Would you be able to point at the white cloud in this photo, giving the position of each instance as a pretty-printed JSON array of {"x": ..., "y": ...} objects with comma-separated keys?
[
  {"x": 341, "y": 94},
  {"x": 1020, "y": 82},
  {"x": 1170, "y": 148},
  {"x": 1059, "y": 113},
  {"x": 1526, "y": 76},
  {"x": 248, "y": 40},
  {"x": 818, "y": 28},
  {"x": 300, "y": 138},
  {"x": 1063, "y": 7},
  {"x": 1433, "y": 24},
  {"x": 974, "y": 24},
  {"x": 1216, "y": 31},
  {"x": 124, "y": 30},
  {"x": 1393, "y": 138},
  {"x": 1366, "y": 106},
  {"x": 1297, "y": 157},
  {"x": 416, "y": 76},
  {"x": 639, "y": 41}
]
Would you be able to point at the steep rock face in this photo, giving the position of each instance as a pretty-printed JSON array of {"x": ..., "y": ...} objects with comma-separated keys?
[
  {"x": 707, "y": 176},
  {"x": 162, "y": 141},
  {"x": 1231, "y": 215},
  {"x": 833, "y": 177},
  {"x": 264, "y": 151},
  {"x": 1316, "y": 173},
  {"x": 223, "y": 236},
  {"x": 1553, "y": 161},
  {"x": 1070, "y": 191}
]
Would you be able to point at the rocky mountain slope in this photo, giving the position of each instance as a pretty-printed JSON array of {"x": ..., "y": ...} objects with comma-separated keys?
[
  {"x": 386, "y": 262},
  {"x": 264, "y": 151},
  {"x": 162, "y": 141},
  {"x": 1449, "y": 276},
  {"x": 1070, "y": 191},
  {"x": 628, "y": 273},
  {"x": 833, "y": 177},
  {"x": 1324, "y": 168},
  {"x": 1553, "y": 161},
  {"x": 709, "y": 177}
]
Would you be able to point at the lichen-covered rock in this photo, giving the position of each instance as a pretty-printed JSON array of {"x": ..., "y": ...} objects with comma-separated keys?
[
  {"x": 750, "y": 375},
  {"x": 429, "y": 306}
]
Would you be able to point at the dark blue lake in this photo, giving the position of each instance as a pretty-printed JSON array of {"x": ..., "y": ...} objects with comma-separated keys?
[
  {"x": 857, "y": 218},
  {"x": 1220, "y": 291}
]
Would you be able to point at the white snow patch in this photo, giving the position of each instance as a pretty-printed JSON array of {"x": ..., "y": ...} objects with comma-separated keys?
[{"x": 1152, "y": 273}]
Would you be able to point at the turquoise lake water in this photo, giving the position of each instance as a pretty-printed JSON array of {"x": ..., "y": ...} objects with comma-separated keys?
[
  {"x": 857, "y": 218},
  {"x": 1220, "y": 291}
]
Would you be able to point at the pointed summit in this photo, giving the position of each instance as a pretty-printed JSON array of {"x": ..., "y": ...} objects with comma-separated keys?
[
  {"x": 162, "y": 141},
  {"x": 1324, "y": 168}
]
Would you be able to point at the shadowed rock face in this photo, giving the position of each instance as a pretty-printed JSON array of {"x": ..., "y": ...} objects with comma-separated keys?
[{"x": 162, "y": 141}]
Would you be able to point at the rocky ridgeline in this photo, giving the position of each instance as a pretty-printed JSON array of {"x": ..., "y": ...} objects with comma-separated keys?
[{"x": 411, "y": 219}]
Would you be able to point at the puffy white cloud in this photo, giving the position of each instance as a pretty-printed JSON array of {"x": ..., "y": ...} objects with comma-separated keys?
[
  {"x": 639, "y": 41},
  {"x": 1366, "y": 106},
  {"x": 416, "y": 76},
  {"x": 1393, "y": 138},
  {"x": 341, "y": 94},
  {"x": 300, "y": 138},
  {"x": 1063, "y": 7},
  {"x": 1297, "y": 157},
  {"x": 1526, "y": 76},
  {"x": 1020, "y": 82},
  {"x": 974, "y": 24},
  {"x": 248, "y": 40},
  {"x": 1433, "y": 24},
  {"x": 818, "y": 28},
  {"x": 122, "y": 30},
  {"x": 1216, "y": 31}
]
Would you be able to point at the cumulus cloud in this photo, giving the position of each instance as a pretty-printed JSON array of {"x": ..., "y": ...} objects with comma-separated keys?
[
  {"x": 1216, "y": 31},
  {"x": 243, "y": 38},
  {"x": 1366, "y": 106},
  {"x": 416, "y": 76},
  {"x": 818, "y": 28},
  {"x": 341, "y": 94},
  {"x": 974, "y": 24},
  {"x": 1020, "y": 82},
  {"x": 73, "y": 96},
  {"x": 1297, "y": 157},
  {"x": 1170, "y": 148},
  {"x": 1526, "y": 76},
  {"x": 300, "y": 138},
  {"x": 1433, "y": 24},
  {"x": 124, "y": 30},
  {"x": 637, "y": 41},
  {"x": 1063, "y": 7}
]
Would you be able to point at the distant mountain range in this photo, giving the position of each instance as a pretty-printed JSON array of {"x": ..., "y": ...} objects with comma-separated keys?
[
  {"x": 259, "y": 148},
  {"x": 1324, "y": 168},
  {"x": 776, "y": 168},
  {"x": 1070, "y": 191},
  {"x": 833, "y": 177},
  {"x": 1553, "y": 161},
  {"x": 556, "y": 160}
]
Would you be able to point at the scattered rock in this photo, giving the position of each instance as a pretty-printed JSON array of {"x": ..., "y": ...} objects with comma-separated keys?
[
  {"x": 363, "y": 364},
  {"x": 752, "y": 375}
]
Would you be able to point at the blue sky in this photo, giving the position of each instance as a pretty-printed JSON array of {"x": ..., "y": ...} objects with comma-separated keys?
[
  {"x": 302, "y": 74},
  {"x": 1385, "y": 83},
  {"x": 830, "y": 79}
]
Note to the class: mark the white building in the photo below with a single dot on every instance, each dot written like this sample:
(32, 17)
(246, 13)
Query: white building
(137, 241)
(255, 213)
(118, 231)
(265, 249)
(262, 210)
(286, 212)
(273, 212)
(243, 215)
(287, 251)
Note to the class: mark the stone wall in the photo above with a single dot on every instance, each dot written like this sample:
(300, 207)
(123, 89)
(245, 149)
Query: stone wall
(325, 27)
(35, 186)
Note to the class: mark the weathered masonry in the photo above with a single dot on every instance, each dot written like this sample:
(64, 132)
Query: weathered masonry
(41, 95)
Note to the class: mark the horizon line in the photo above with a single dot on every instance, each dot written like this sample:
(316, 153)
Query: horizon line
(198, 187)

== Task brief ==
Copy all of the material word for word.

== Reply to the task ==
Would you be able to point at the white cloud in this photo, giving the position of each instance as a pretty-printed JSON array of {"x": ..., "y": ...} objects with comma-separated keys?
[
  {"x": 341, "y": 94},
  {"x": 1020, "y": 82},
  {"x": 1170, "y": 148},
  {"x": 1059, "y": 113},
  {"x": 1526, "y": 76},
  {"x": 248, "y": 40},
  {"x": 818, "y": 28},
  {"x": 300, "y": 138},
  {"x": 1063, "y": 7},
  {"x": 1433, "y": 24},
  {"x": 974, "y": 24},
  {"x": 1216, "y": 31},
  {"x": 124, "y": 30},
  {"x": 1393, "y": 138},
  {"x": 1366, "y": 106},
  {"x": 1297, "y": 157},
  {"x": 416, "y": 76},
  {"x": 639, "y": 41}
]
Would you be able to point at the steep rock face in this photo, giving the position of each instance as a pretty-printed JSON array of {"x": ..., "y": ...} objects with comma-separated keys?
[
  {"x": 707, "y": 176},
  {"x": 162, "y": 141},
  {"x": 1231, "y": 215},
  {"x": 833, "y": 177},
  {"x": 264, "y": 151},
  {"x": 1316, "y": 173},
  {"x": 223, "y": 236},
  {"x": 1553, "y": 161},
  {"x": 1070, "y": 191}
]
Would you be able to point at the rocky mountain slope in this photo, giving the position of each instance as a pretty-printed JSON array of {"x": ..., "y": ...} objects with comma-separated keys?
[
  {"x": 386, "y": 262},
  {"x": 264, "y": 151},
  {"x": 162, "y": 141},
  {"x": 1449, "y": 276},
  {"x": 1070, "y": 191},
  {"x": 628, "y": 273},
  {"x": 833, "y": 177},
  {"x": 1324, "y": 168},
  {"x": 1553, "y": 161},
  {"x": 709, "y": 177}
]
Would you be able to point at the lichen-covered rock in this photo, giving the position of each instance as a pretty-printed JSON array of {"x": ..., "y": ...} objects with comma-separated keys?
[
  {"x": 750, "y": 375},
  {"x": 429, "y": 306}
]
Would you be able to point at the dark blue lake in this photo, giving the position of each instance as a pretty-printed JSON array of {"x": ..., "y": ...} objects with comma-separated keys?
[
  {"x": 857, "y": 218},
  {"x": 1220, "y": 291}
]
Would you be able to point at the white snow patch in this photo, giving the position of each instance as a pretty-printed JSON array of {"x": ..., "y": ...} objects with comma-separated keys?
[{"x": 1152, "y": 273}]
Would you be able to point at the turquoise lake water in this photo, giving the position of each instance as a pretty-printed JSON array of {"x": ..., "y": ...} objects with comma-separated keys?
[
  {"x": 857, "y": 218},
  {"x": 1220, "y": 291}
]
Would you be able to point at the pointed summit in this photo, giving the position of each instance as a pretty-printed JSON array of {"x": ..., "y": ...} objects with comma-separated keys?
[
  {"x": 162, "y": 141},
  {"x": 1324, "y": 168}
]
Would you be able to point at the shadowed rock face in this photo, giving the position of each instance as a pretty-printed JSON array of {"x": ..., "y": ...} objects with comma-separated keys?
[{"x": 162, "y": 141}]
Would you be able to point at the rocky ridgeline in this photo, giving the position of each instance as a pretty-printed JSON array of {"x": ..., "y": ...} objects with comma-separated keys?
[{"x": 411, "y": 219}]
Would you be able to point at the puffy white cloud in this photo, giving the position of each instance as a pretty-printed JSON array of {"x": ..., "y": ...} objects with comma-separated keys?
[
  {"x": 639, "y": 41},
  {"x": 1366, "y": 106},
  {"x": 416, "y": 76},
  {"x": 1393, "y": 138},
  {"x": 341, "y": 94},
  {"x": 300, "y": 138},
  {"x": 1063, "y": 7},
  {"x": 1297, "y": 157},
  {"x": 1526, "y": 76},
  {"x": 1020, "y": 82},
  {"x": 974, "y": 24},
  {"x": 248, "y": 40},
  {"x": 1433, "y": 24},
  {"x": 818, "y": 28},
  {"x": 122, "y": 30},
  {"x": 1216, "y": 31}
]
Would you be able to point at the cumulus cloud in this photo, giving the position of each instance as a pretty-printed JSON array of {"x": ..., "y": ...} objects with comma-separated keys?
[
  {"x": 1216, "y": 31},
  {"x": 243, "y": 38},
  {"x": 1366, "y": 106},
  {"x": 416, "y": 76},
  {"x": 818, "y": 28},
  {"x": 341, "y": 94},
  {"x": 974, "y": 24},
  {"x": 1020, "y": 82},
  {"x": 73, "y": 96},
  {"x": 1297, "y": 157},
  {"x": 1170, "y": 148},
  {"x": 1526, "y": 76},
  {"x": 300, "y": 138},
  {"x": 1433, "y": 24},
  {"x": 124, "y": 30},
  {"x": 637, "y": 41},
  {"x": 1063, "y": 7}
]
Would you be able to point at the distant mountain range in this photo, giving the position of each instance as a pretty-printed JSON array of {"x": ..., "y": ...} objects with comma-separated keys?
[
  {"x": 259, "y": 148},
  {"x": 1324, "y": 168},
  {"x": 776, "y": 168},
  {"x": 1070, "y": 191},
  {"x": 833, "y": 177},
  {"x": 1553, "y": 161},
  {"x": 556, "y": 160}
]
Would you be able to point at the scattered rock in this photo, giving the position of each instance as a pretty-printed JSON array of {"x": ..., "y": ...} objects with comma-separated keys?
[
  {"x": 363, "y": 364},
  {"x": 752, "y": 375}
]
Would you be able to point at the blue sky in this photo, giving the position of each instance as a pretty-printed JSON array of {"x": ..., "y": ...} objects with comma-separated keys?
[
  {"x": 302, "y": 74},
  {"x": 1385, "y": 83},
  {"x": 830, "y": 79}
]
Note to the class: mark the white building in the photo below with a single dot on every instance, each dot written like this sample:
(32, 17)
(246, 13)
Query: white building
(137, 241)
(255, 213)
(118, 231)
(265, 249)
(262, 210)
(286, 212)
(273, 212)
(243, 215)
(287, 251)
Note to the class: mark the stone wall in the photo above with a single dot on every instance, each dot written like this sample:
(300, 207)
(123, 89)
(245, 149)
Query: stone wall
(325, 27)
(35, 186)
Note to the class: mark the weathered masonry in the photo above with a single dot on every instance, each dot written like this sample:
(64, 132)
Query: weathered masonry
(41, 95)
Note to the class: mark the horizon line in the photo above with a single dot on every instance, each dot written like this sample:
(316, 153)
Query: horizon line
(198, 187)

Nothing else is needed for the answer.